* [Фрагмент страницы]
***
Советский человек продолжает инстинктивно, в качестве самозащиты искать все те же обещанные Марксом «закономерности развития истории», которые как раз и предполагали катастрофу капитализма. Тут мы наблюдаем удивительный синтез коммунистической идеи и эсхатологии: обе живут ожиданием Конца, и вера в его приближение парадоксальным образом становится последней Надеждой. Недавний конфликт в Каталонии, например, оценивался кремлевскими комментаторами как «аналог распада СССР» и ставший уже штампом «крах Евросоюза». По форме похоже, но по сути нет: Евросоюз не тоталитарная империя, а экономический союз; даже с выходом каких-то стран (Британии, например) конструкция не обвалится.
Мышление в рамках катастрофы искажает картину мира, лишает доверия, способности к диалогу и в конечном счете лишает веры в человека. Советское сознание не может привыкнуть к тому, что решает всегда индивидуум, а не массы. Что у мира нет «заокеанского хозяина» и решения принимает свобода в лице человека.
Итак, путинский человек умеет производить конфликты и катастрофу – и пытается сегодня продать это умение на мировом рынке. Как это повлияло на мир?
Спасение смысла
В прошлом году исполнилось десять лет со дня смерти философа Жана Бодрийяра. В российской коллективной памяти от него осталось, пожалуй, только слово «симулякр». Между тем важнейшая идея Бодрийяра – своеобразное манихейство, к которому он пришел еще в 1980-х. Мир стал слишком стерильным, из мира изгнано зло, но без него добро исчезает тоже, наступает онтологический хаос, нарушается привычный бытийный баланс.
Бодрийяр писал об этом, конечно, с целью теоретической деконструкции, но в России эту идею поняли (как всегда) догматически, как буквальное руководство к действию. То есть стали деконструировать мир буквально – напоминая, что «человек неизменно плох», с помощью цинизма подрывая основы человеколюбия, коммуникации и мировой политики.
Когда говорят, что у путинской идеологии нет философской базы, это не так: покопавшись, там можно найти и отголоски идей Хайдеггера (слияние вождя и народа в единое тело), и Карла Шмитта (режим чрезвычайного положения как подтверждение суверенитета). Но главный источник – Бодрийяр (видимо, в силу его публицистичности и популярности в 1990–2000-е). У него почерпнута и творчески переработана идея о возвращении «достаточного зла» для баланса.
Первым эту идею неосознанно артикулировал бывший замглавы администрации президента Вячеслав Сурков. Собственно, ту же идею он излагает в завуалированной форме в недавней статье«Кризис лицемерия»: не надо придумывать новое, мир был и останется плох, давайте вернемся к «старому доброму злу» – государству, за которым нужно оставить право на насилие. Делается это, разумеется, чтобы избежать худшего зла – хтонического, неконвенционального, такого, как мировой терроризм. «Мириться лучше со знакомым злом, чем бегством к незнакомому стремиться». Иначе – ад.
Но ад все не наступает вопреки пророчествам. Мир постмодерна оказался сложнее, чем предполагал Бодрийяр. В открытом обществе всегда находятся скрытые резервы, противоядие, новые эффективные решения. Они возникают не сверху, не директивно; они вырабатываются самим обществом. «Миллионы одномоментно принимаемых людьми решений на местах», по Фридриху Хайеку, являются главным преимуществом свободного рынка по сравнению с плановой экономикой. Теперь мы можем применить формулу Хайека и к выработке моральных решений.
***
* [Что сделать]
A – Верните из фрагмента страницы отрывок от «Спасение смысла» до «и мировой политики.» включительно, без изменений.
B – Определите все строки записей, содержащие слово «wheel», и выпишите каждую такую строку целиком.
***
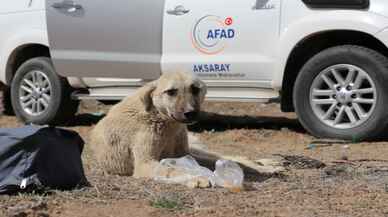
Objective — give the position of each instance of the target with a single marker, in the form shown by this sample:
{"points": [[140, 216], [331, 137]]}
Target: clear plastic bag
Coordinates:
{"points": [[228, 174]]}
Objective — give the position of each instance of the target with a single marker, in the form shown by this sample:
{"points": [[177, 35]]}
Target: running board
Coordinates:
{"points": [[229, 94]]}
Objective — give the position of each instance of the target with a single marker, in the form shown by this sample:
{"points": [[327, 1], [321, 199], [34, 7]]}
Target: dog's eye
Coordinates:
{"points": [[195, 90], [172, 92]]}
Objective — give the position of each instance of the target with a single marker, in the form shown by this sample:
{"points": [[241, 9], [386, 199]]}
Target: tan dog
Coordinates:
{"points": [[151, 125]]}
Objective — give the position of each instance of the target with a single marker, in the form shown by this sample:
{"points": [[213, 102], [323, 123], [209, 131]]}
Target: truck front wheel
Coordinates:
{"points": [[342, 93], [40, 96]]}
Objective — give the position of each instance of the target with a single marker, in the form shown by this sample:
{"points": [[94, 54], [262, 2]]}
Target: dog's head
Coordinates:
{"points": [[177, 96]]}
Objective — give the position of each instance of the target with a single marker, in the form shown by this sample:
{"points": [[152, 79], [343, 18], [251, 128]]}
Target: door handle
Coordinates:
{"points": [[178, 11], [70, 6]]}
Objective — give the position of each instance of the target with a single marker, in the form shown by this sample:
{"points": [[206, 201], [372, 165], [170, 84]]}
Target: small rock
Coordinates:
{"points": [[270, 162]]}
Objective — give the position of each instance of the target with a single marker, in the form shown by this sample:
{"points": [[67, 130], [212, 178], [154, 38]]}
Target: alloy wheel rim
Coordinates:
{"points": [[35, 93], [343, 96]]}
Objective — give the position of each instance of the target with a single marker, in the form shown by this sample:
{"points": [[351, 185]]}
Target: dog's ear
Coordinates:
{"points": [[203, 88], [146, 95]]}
***
* [Ответы по заданиям]
A –
Спасение смысла
В прошлом году исполнилось десять лет со дня смерти философа Жана Бодрийяра. В российской коллективной памяти от него осталось, пожалуй, только слово «симулякр». Между тем важнейшая идея Бодрийяра – своеобразное манихейство, к которому он пришел еще в 1980-х. Мир стал слишком стерильным, из мира изгнано зло, но без него добро исчезает тоже, наступает онтологический хаос, нарушается привычный бытийный баланс.
Бодрийяр писал об этом, конечно, с целью теоретической деконструкции, но в России эту идею поняли (как всегда) догматически, как буквальное руководство к действию. То есть стали деконструировать мир буквально – напоминая, что «человек неизменно плох», с помощью цинизма подрывая основы человеколюбия, коммуникации и мировой политики.

B –
Target: truck front wheel
Target: alloy wheel rim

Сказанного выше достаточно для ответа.